### What is asked
[a] Translate this sentence from the write-up on the cgi parsing patch into Spanish: "When read and readline are called, the patch looks for data in the buffer and returns appropriately."
[b] Carry on the write-up on the cgi parsing patch from the point where it stops.

=== Excerpt ===

To search, there are corner cases ( when boundary is overlapping between buffers) and CRLF issues. A boundary in itself could have repeating characters causing more search complexity. 
To overcome this, the patch uses simple regular exressions without any expanding or wild characters. If a boundary is not found, it returns the chunk - length of the buffer - CRLF prefixes, to ensure that no boundary is overlapping between two consecutive buffers. The expressions take care of CRLF issues. 

When read and readline are called, the patch looks for data in the buffer and returns appropriately.

There is a overall performance improvement in cases of large files, and very significant in case of files with very high number of LF characters.

To begin with I created a 20MB file with 20% of the file filled with LineFeeds. 

File - 20MB.bin
size - 20MB
description - file filled with 20% (~4MB) '\n'
Parse time with default cgi module - 53 seconds
Parse time with patch - 0.4s

This time increases linearly with the number of LFs for the default module.ie keeping the size same at 20MB and doubling the number of LFs to 40% would double the parse time.

=== Data excerpt ===

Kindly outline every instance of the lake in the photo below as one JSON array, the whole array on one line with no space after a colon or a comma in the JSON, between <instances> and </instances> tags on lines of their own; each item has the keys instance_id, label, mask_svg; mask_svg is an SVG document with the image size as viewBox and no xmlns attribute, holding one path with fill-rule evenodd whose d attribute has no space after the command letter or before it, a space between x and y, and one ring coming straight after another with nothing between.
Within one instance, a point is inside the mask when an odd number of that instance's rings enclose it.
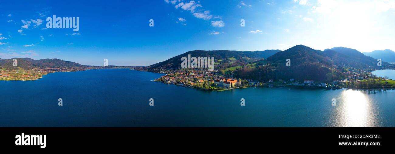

===

### Answers given
[a] Cuando se llaman read y readline, el parche busca datos en el búfer y devuelve lo que corresponde.

[b]
I tried with a normal large binary file that I found on my machine.
size: 88mb
description - binary executable on my machine,
              binary image has 140k lfs.
Parse time with default cgi module - 2.7s
Parse time with patch- 0.7s

I have tested with a few other files and noticed time is cut by atleast half for large files.


Note: 
These numbers are consitent over multiple observations.
I tested this using the script attached, and also on my localhost server.
The time taken is obtained by running the following code.

t1=time.time()
cProfile.run("fs = cgi.FieldStorage()")
print(str(len(fs['datafile'].value)))
t2 = time.time()
print(str(t2 - t1))

I have tried to keep the patch compatible with the current module. However I have introduced a ValueError excepiton in the module when boundary is very large ie. 1024 bytes. The RFC specifies the maximum length to be 70 bytes.
msg229262 - (view) Author: Antoine Pitrou (pitrou) * (Python committer) Date: 2014-10-13 18:59
Rishi, thanks for the patch. I was going to give a review but first I have to ask: is so much support code necessary for this?

Another approach would be to wrap self.fp in a io.BufferedReader (if it's not already buffered) and then use the peek() method to find the boundary without advancing the file pointer.
msg229265 - (view) Author: Rishi (rishi.maker.forum) * Date: 2014-10-13 19:34
Antoine, I will upload a patch that relies on BufferedReader. As you mentioned, it will get rid of supporting the buffer and reduce a lot of code.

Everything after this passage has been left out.